Texto de referência:
□ □ □ □ □

O desaprender aqui tem a ver com algumas ideias arraigadas, a de que o público rejeita o novo e que, por isso, sobrevivência significa preservar o cânone. O cânone está lá, sempre estará, e nunca será ameaçado, está tudo bem. Mas entender que o papel de um teatro de ópera é repensar o gênero não apenas por releituras, mas também pelo investimento no novo, incerto que ele possa ser, é uma novidade.

Machado de Assis escreveu em 1865 no Diário do Rio de Janeiro que é a sorte de toda instituição humana trazer em si o "gérmen de sua destruição". E alguns tipos de germes, sabia ele, sabemos nós, se prolifera muito rapidamente no mofo. Olhar para o novo não é apenas enfileirar quantidades, mas refletir se na criação não há também uma nova forma de colaboração nos teatros de óperas, novas relações a serem construídas.

□ □ □ □ □

Material coletado:
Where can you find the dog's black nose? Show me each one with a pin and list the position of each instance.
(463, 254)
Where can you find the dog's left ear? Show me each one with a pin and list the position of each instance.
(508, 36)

□ □ □ □ □

Conjunto de tarefas:
1: Liste tudo o que o texto sobre teatro de ópera afirma a respeito do cânone na frase que começa com "O cânone está lá".
2: Segundo o texto sobre teatro de ópera, em que jornal Machado de Assis escreveu sobre o "gérmen de sua destruição"?
3: Prossiga o texto sobre teatro de ópera a partir da última frase apresentada.
Os dados não são necessários para estas tarefas.

Respostas do exercício:
1: Está lá; sempre estará; nunca será ameaçado.

2: No Diário do Rio de Janeiro.

3:
Os projetos desenvolvidos pela diretora Livia Sabag e o maestro Gabriel Rhein-Schirato vêm mostrando que sim. Sabag tem sido clara na defesa de uma nova forma de trabalho para a ópera brasileira, em múltiplos sentidos. Como encenadora, disse em entrevista recente, sempre sentiu uma fragilidade nas práticas dos teatros de ópera. "Há uma hierarquia que enfraquece o processo, quer dizer, o maestro e o diretor determinam uma interpretação e, entre os outros profissionais envolvidos, sobra pouca chance de contribuir para o todo do espetáculo."

Ela continua: "É um processo que funciona há muito tempo, mas que engessa, enfraquece o trabalho em termos de possibilidades de comunicação; não permite trocas, construção conjunta". E aí entra a aposta na criação. "Obra novas, para além da importância fundamental da abertura de espaço para a criação, permitem que todos se tornem criadores. Isso é muito saudável para o universo da ópera." Dá para colocar de outra forma: em um meio marcado por certezas e convenções cuja origem já nem sabemos qual é, multiplicidade de vozes pode significar ampliação de significados, tanto os inerentes à criação quanto os relacionados à potência social que ela carrega.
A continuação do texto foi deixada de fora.